Copy every line of the records below word for word, but leave the pictures out of your answer.

Start of Data shown

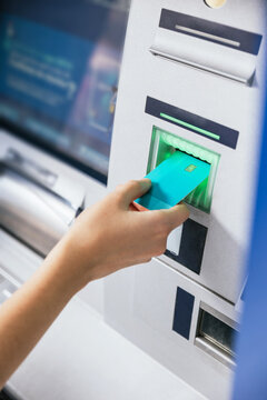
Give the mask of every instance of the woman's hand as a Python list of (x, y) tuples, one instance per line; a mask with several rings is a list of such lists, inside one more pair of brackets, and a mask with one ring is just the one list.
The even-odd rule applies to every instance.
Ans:
[(0, 308), (0, 388), (72, 296), (89, 281), (146, 262), (166, 249), (187, 208), (138, 212), (132, 201), (150, 188), (130, 181), (83, 211), (42, 266)]
[(90, 280), (162, 254), (168, 234), (189, 212), (185, 204), (138, 212), (140, 207), (132, 201), (150, 187), (149, 179), (129, 181), (83, 211), (60, 243), (66, 253), (62, 272), (76, 277), (83, 287)]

End of Data shown

** Output for this exercise **
Give the mask of every instance of the woman's hand as a Python list of (x, y) tuples, one instance per line; a mask with several rings is a list of such lists, inside one more pair of brackets, and a mask with one ring is just the one list.
The even-odd rule applies to every instance.
Ans:
[(0, 308), (0, 388), (72, 296), (89, 281), (146, 262), (166, 249), (187, 208), (138, 212), (132, 201), (150, 188), (130, 181), (83, 211), (42, 266)]
[(90, 280), (162, 254), (168, 234), (189, 212), (185, 204), (138, 212), (140, 207), (132, 201), (150, 187), (149, 179), (129, 181), (83, 211), (60, 243), (66, 253), (62, 272), (76, 277), (83, 287)]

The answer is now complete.